SHORT TASK - Locate the line that contains "compact shape [279,259].". Print it and each following line through the end of the listing, verbatim, and nothing more.

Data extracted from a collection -

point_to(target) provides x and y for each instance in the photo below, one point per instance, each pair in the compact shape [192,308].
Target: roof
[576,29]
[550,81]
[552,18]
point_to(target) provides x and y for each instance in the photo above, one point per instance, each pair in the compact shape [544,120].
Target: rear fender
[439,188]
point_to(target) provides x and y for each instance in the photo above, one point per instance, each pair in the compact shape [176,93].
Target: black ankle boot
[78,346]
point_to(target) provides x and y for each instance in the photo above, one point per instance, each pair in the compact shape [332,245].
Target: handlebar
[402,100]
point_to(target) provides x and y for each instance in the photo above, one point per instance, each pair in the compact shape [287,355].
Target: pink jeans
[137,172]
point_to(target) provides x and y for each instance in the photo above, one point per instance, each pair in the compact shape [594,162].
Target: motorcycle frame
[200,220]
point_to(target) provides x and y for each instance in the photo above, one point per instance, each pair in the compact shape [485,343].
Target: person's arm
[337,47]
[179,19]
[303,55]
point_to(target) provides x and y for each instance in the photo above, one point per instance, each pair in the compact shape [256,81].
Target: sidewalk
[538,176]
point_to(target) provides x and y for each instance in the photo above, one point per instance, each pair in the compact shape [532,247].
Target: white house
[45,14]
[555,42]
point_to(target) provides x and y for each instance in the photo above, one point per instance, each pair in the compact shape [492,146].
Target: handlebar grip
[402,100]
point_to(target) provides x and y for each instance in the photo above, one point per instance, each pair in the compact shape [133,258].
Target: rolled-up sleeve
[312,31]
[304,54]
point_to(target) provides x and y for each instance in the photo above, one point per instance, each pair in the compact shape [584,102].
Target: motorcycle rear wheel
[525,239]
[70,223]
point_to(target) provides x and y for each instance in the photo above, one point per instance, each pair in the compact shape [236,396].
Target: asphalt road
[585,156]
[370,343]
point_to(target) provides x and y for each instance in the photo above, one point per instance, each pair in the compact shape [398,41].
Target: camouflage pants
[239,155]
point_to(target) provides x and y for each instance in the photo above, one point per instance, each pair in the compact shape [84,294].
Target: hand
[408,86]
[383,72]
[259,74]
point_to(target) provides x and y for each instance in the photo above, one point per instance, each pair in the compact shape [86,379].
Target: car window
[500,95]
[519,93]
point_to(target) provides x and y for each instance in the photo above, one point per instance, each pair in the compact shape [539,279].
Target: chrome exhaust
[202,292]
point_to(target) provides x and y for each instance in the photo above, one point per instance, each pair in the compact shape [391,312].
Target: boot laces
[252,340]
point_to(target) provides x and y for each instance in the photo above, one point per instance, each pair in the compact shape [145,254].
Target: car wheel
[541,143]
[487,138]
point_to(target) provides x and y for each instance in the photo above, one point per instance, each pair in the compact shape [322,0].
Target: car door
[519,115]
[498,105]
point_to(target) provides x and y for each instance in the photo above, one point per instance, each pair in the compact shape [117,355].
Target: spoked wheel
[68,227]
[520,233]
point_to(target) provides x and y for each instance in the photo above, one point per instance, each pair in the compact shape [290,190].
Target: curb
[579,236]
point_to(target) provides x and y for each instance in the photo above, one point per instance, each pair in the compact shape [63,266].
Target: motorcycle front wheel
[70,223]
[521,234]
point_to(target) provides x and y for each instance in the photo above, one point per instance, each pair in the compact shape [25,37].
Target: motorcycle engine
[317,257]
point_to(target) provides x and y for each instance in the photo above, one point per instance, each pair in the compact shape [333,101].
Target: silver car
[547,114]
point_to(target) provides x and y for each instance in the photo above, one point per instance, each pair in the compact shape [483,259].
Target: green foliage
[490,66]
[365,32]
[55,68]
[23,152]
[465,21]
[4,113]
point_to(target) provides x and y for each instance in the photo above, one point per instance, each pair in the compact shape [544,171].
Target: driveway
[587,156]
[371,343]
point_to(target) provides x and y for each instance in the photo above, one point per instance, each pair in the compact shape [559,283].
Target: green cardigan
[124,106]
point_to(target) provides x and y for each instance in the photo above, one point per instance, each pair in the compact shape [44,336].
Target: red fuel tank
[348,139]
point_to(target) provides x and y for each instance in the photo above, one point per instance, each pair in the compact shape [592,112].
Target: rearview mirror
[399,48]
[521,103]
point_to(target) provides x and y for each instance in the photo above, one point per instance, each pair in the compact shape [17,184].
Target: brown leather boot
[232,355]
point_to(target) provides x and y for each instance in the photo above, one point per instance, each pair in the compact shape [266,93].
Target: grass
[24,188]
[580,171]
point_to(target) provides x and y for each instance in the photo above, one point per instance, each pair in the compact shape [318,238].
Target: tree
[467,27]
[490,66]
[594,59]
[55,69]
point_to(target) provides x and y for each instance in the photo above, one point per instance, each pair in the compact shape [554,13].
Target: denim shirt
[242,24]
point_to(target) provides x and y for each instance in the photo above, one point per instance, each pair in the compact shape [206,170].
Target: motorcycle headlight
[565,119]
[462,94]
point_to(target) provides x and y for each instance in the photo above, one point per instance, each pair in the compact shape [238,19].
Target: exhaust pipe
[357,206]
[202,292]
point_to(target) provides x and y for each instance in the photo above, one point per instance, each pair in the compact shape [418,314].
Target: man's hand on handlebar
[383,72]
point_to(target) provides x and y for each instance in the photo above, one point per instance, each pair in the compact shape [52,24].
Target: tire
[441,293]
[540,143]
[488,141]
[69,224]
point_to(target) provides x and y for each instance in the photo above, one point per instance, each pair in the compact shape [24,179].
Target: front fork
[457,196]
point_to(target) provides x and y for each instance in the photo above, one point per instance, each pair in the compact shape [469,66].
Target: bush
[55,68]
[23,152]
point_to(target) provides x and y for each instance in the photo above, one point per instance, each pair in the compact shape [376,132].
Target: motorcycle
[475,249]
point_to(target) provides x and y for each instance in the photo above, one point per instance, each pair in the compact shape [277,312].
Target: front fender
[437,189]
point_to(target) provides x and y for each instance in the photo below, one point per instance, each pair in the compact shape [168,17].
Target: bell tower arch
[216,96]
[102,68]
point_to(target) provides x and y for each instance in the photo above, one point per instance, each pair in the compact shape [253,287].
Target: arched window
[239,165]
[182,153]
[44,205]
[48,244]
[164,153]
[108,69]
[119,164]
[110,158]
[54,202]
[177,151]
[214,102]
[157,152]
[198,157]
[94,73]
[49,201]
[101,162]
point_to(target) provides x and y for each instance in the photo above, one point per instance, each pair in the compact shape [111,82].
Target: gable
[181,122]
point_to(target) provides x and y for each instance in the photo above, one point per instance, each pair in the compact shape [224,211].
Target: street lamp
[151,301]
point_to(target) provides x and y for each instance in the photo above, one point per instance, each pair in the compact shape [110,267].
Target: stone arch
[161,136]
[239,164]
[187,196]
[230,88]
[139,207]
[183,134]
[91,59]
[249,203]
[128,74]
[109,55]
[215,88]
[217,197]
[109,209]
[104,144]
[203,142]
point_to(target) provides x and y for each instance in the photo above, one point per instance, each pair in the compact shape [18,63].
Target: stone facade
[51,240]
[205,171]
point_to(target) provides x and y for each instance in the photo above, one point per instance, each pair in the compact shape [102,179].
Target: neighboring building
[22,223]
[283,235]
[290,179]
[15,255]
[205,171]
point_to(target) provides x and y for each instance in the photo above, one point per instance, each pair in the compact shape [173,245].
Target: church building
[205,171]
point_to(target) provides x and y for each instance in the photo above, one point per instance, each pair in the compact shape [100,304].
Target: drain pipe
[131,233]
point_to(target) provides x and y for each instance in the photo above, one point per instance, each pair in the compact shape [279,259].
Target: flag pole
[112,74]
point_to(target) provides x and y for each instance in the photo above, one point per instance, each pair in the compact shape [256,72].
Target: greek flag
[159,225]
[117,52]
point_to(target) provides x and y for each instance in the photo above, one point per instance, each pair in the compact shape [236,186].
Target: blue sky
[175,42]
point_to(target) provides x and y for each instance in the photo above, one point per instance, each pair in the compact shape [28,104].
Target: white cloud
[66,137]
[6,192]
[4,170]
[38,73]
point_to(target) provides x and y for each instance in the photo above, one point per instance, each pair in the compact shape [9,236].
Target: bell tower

ANSWER TO THE PROBLEM -
point_to(target) provides x and y for each instance in the photo above, one point per instance, each pair in the compact shape [279,259].
Target: flag pole
[112,74]
point_to(target) provides x and y for each instance in the photo above, one point per instance, each pair in the compact shape [256,72].
Target: greek flag
[159,225]
[117,52]
point_to(target) provides x and y for each instance in the photo above, one point per instance, each pair in the compact shape [236,186].
Target: blue sky
[175,42]
point_to(target) provides x and y for each instance in the photo above, one point per instance, each pair in the compact shape [28,104].
Target: white cloud
[66,137]
[6,192]
[4,170]
[38,73]
point_to(target) provides x and y for each instance in the photo above, one point per instance, each pair in the compact shape [9,236].
Target: bell tower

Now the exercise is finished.